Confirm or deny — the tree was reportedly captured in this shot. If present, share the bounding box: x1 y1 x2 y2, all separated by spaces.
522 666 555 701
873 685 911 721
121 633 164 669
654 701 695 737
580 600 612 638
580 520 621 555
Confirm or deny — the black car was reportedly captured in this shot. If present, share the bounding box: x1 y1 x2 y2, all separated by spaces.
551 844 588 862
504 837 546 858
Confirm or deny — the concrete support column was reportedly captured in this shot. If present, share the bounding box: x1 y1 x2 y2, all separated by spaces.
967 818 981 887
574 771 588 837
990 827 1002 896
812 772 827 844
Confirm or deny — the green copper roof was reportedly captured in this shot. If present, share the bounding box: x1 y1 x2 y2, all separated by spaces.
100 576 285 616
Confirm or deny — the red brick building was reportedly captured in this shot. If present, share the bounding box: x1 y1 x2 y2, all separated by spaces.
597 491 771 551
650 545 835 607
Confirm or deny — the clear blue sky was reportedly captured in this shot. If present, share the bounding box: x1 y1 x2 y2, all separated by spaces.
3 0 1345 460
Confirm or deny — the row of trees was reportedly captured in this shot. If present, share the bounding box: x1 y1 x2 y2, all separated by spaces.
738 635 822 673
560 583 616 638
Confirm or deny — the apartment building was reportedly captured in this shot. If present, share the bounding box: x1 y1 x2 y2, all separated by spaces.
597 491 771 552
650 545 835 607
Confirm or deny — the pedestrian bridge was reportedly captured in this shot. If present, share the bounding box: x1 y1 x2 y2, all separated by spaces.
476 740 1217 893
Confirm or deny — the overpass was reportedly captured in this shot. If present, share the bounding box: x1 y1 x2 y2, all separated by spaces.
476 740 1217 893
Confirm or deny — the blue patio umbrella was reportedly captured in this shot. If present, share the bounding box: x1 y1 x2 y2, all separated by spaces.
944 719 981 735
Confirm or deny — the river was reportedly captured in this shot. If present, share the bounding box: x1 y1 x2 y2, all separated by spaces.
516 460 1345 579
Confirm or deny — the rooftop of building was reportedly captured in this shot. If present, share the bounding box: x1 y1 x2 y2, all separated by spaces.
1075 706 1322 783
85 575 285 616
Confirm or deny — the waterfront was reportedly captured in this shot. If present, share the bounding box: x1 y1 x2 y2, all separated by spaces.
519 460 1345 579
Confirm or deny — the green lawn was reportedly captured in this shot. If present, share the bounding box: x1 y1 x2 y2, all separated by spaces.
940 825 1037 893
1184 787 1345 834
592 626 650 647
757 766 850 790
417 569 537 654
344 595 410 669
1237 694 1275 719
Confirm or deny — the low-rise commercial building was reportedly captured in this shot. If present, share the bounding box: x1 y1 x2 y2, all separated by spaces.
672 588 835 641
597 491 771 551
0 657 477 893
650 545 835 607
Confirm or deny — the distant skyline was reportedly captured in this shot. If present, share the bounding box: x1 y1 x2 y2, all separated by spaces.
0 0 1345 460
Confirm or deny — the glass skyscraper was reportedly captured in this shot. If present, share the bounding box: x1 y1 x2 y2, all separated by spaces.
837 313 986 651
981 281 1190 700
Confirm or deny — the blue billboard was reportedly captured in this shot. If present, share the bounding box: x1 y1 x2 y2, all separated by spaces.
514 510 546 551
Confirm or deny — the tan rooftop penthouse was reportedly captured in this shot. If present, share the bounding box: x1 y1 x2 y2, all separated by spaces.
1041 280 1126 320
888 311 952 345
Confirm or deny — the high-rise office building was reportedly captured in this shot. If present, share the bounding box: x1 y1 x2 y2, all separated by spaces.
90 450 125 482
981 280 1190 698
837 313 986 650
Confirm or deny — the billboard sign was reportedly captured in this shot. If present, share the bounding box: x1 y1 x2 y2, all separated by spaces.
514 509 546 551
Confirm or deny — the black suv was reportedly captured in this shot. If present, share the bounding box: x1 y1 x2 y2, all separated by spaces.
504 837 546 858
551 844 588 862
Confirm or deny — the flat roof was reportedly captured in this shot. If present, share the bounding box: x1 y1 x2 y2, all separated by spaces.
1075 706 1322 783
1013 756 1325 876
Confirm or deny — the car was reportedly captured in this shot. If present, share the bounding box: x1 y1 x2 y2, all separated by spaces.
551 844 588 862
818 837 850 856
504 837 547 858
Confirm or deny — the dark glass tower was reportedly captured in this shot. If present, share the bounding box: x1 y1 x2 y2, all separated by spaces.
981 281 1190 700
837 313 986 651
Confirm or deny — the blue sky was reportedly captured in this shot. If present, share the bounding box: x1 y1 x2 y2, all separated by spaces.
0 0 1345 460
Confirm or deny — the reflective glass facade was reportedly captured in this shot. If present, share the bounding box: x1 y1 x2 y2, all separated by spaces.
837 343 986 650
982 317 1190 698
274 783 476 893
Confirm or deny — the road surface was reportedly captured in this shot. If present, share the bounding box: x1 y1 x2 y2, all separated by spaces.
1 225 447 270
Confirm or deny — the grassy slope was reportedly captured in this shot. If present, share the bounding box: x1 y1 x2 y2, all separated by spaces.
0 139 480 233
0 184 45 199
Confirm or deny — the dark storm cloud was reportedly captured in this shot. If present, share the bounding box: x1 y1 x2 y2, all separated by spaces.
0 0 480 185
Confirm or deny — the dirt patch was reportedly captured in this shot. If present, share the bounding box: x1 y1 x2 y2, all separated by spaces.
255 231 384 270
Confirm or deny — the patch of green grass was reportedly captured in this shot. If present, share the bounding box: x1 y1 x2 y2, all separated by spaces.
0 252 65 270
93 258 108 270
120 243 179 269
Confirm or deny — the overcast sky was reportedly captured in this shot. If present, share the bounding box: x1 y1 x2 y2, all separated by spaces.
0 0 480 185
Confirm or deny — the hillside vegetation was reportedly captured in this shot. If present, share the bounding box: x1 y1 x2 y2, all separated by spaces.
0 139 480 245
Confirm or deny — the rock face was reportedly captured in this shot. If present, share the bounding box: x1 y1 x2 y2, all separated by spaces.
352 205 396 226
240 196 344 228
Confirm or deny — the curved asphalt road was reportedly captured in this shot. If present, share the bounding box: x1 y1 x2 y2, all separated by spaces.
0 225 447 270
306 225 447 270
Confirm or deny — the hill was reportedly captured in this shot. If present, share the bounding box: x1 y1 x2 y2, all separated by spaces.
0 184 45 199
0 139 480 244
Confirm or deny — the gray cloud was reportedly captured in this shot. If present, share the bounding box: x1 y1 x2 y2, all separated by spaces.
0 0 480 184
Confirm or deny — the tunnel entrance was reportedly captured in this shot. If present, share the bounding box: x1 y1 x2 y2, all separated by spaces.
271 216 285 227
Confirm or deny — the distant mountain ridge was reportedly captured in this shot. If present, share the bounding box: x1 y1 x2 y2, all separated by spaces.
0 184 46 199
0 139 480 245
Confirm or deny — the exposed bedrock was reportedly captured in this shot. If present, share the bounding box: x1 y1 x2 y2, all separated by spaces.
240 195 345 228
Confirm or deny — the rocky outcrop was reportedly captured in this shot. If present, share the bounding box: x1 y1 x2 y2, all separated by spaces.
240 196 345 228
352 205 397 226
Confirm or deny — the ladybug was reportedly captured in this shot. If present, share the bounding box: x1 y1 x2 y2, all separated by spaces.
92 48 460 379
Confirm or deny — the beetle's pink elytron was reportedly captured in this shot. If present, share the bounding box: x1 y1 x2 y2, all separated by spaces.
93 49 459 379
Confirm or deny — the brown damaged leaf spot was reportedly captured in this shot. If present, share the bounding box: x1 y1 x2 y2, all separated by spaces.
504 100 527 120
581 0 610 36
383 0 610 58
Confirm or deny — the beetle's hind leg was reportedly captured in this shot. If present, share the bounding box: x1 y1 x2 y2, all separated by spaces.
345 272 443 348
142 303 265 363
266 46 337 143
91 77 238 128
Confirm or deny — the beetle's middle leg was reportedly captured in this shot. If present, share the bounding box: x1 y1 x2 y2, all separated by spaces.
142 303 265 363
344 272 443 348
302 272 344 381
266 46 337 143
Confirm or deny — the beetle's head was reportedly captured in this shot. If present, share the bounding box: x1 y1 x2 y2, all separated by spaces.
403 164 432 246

--

#### What you are asked to do
Duplicate everything in the data from the line containing "Confirm or deny — the rooftop" down to the line containing "514 510 546 551", both of those lines included.

#### Solution for this problem
Confirm or deny — the rooftop of building was reportedly captured in this shot. If present, share the bounding box: x1 y1 x2 y2, all separated by spaces.
1075 706 1322 783
85 575 285 616
Confirm or deny — the waterfront was reportedly captured in this shot. If present, share the bounding box: x1 y1 x2 y2, all separated by spaces.
519 460 1345 579
Confirm or deny — the green lawn was reportedly captured in this shot. If present, share the bounding box: x1 y1 x2 y2, all separated by spaces.
940 825 1037 893
1184 787 1345 834
592 626 650 647
757 766 850 790
417 569 537 654
344 595 410 669
1237 694 1275 719
Confirm or deny — the low-rise commercial building was reportedly captured in this shot. If present, share the bounding box: x1 y1 x2 y2, all separated by spaces.
672 588 835 641
597 491 771 551
0 657 477 893
650 545 835 607
Confirm or deny — the distant skyline was reportedly captured in this shot. If present, share the bounding box: x1 y1 x2 y2, all separated by spaces.
0 0 1345 460
Confirm or deny — the glass skyscraper was reportedly captured in this shot. If present, share the bounding box: x1 y1 x2 y2, all separated by spaces.
837 313 986 651
981 281 1190 700
Confirm or deny — the blue billboard was reportedly captured in this shot. If present, share the bounding box: x1 y1 x2 y2, all separated by spaces.
514 510 546 551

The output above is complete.